====== PROVIDED RECORDS ======

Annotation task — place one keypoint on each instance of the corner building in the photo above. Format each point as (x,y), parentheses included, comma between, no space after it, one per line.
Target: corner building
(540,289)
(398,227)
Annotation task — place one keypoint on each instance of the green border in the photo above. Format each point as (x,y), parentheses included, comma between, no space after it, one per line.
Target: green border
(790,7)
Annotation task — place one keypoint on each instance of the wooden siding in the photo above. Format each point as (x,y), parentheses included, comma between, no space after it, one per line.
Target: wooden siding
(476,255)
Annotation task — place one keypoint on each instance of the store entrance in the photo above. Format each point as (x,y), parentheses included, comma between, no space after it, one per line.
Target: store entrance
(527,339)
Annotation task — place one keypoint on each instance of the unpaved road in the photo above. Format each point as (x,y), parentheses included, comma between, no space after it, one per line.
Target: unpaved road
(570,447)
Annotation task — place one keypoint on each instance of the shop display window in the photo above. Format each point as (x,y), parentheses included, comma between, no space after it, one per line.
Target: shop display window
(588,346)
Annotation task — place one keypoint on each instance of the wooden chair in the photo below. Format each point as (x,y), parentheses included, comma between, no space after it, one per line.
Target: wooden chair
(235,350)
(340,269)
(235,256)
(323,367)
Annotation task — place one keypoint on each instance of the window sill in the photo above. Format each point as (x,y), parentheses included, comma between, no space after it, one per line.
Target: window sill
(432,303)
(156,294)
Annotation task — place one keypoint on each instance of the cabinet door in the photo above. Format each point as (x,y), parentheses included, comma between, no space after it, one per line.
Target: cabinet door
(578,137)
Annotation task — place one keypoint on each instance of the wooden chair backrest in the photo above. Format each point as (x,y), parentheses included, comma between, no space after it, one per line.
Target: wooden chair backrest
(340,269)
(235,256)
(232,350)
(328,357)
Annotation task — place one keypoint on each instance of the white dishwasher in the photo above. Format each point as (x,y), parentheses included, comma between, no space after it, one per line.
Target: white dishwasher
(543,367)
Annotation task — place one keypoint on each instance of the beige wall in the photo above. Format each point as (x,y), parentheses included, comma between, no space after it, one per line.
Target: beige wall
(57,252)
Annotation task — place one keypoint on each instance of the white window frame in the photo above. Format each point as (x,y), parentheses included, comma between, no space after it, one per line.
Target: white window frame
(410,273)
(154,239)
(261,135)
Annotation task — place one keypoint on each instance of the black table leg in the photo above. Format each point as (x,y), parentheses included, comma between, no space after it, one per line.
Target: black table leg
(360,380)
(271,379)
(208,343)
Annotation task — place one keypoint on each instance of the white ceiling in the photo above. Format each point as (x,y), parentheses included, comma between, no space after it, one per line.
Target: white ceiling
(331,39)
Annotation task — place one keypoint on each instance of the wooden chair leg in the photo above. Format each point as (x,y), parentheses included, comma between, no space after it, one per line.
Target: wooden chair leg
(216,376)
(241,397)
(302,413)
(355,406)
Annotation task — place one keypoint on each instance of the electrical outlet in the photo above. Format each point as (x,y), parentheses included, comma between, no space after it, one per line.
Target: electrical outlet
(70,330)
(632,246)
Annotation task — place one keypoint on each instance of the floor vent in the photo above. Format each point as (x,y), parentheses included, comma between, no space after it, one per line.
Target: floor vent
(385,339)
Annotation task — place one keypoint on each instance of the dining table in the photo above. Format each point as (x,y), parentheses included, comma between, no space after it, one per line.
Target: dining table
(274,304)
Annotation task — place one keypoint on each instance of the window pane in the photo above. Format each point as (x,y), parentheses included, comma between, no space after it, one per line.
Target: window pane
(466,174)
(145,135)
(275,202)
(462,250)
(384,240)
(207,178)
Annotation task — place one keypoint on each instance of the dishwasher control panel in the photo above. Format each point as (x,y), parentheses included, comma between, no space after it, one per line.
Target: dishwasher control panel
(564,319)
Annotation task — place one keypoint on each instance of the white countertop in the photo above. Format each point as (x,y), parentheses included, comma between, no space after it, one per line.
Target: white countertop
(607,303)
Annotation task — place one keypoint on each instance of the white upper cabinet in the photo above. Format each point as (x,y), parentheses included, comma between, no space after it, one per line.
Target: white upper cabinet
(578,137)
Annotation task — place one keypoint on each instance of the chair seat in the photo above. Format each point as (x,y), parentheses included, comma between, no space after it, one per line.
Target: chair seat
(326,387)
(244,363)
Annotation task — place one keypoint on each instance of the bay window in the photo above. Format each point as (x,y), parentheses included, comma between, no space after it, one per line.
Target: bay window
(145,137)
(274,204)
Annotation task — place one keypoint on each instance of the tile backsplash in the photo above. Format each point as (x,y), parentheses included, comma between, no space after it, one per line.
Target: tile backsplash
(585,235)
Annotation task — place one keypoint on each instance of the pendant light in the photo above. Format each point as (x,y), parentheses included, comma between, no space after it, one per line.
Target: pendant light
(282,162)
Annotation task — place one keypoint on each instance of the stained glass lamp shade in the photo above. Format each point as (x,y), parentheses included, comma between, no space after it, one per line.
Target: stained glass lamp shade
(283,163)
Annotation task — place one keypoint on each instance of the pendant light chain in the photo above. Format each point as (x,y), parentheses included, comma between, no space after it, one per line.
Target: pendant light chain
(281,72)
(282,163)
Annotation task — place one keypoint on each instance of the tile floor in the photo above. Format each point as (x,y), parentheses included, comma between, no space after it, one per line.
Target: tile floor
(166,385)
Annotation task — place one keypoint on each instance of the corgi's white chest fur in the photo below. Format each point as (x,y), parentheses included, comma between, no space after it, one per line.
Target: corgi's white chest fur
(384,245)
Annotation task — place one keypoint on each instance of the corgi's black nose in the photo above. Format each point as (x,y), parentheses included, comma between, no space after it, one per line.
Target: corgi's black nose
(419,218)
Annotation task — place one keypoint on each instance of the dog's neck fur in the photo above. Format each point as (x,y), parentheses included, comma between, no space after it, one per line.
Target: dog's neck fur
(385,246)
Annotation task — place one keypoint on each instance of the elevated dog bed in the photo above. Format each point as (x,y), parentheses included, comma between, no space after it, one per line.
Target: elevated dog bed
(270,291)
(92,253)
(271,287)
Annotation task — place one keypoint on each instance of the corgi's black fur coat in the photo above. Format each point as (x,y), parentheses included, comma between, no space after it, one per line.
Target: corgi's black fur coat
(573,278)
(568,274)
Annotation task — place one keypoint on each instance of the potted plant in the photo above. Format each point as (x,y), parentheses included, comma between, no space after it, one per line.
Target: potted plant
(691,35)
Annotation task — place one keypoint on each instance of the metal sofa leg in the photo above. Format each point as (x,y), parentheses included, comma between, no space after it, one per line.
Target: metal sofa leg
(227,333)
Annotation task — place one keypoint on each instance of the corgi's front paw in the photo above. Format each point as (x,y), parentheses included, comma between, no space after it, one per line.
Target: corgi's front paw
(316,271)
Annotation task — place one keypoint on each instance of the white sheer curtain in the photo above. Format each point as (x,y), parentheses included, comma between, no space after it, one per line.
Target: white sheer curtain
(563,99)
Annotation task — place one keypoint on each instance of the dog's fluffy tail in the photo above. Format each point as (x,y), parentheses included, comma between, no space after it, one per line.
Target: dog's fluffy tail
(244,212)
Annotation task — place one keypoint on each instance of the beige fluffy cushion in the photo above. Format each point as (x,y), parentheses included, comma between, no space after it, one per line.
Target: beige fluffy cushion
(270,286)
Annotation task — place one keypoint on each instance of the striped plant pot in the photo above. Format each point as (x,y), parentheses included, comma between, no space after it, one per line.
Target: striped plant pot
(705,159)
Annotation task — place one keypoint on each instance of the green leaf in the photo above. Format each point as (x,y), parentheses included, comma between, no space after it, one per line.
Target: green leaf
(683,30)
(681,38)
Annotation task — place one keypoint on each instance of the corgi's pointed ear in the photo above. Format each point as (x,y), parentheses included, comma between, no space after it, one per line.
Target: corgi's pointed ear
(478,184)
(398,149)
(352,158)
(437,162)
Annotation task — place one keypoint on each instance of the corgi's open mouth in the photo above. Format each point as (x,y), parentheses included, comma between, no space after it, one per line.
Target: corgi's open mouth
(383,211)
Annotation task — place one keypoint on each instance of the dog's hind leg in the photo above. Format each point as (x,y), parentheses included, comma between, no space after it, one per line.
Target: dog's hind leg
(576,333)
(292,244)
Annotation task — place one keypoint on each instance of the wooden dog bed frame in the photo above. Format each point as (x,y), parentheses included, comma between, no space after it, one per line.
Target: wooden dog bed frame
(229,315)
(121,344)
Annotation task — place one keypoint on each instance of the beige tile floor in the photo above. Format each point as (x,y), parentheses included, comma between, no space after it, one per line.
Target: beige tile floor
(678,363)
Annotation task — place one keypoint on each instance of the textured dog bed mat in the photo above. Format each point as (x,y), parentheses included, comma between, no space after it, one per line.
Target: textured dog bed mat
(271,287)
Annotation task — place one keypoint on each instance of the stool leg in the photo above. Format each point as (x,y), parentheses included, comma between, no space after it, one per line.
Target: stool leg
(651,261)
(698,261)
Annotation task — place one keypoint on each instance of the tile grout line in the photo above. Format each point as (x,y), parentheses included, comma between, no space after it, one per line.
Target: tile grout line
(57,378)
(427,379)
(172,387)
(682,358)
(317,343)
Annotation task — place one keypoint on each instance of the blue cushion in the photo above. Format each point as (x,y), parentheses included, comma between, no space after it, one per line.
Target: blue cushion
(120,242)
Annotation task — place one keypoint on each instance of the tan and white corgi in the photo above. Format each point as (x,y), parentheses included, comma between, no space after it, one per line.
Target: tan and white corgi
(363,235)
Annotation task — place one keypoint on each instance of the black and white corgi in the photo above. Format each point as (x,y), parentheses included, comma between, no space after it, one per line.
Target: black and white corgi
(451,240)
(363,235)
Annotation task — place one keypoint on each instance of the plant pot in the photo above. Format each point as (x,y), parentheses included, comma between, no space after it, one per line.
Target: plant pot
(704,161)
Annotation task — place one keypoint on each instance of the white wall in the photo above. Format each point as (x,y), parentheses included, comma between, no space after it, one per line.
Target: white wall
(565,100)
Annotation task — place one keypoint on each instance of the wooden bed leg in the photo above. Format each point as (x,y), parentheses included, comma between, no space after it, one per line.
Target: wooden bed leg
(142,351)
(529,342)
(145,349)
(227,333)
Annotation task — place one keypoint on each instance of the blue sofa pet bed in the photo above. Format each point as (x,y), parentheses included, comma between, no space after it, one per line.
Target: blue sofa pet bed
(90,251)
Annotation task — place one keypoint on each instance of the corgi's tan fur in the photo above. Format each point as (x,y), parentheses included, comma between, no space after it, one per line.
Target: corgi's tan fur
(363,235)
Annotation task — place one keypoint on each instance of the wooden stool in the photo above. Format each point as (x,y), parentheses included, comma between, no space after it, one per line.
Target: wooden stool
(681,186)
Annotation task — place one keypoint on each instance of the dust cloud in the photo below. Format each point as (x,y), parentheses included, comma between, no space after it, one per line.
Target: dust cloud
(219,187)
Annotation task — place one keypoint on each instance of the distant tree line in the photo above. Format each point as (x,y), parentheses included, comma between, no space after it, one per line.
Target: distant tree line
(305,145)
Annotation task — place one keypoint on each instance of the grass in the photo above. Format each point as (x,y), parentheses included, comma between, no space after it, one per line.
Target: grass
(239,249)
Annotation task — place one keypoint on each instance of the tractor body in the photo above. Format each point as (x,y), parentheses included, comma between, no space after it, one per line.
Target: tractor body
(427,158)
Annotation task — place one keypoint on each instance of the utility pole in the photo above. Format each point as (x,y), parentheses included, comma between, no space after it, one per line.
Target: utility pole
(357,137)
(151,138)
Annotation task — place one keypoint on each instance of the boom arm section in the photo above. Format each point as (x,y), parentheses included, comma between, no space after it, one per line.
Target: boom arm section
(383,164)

======

— PROBLEM REQUIREMENTS —
Exactly and exclusively, repeat the lines from the line that contains "of the tractor" through the end of the records, both ends included.

— SOLUTION FOR THIS EXERCISE —
Annotation task — place one keypoint on each instance of the tractor body in the photo above. Format each point as (x,y), parentheses included, comma between, no space after it, one per line.
Target: tractor body
(427,158)
Annotation task — place one keypoint on each instance of the utility pole in the photo above. Format each point as (x,y), parentheses included, comma between, no space after it, one per line.
Target: utility pole
(357,137)
(151,138)
Annotation task — place one keypoint on each instance of the boom arm section in the photo above. Format each point as (x,y), parentheses included, comma between, no space after it, one per line.
Target: boom arm section
(383,164)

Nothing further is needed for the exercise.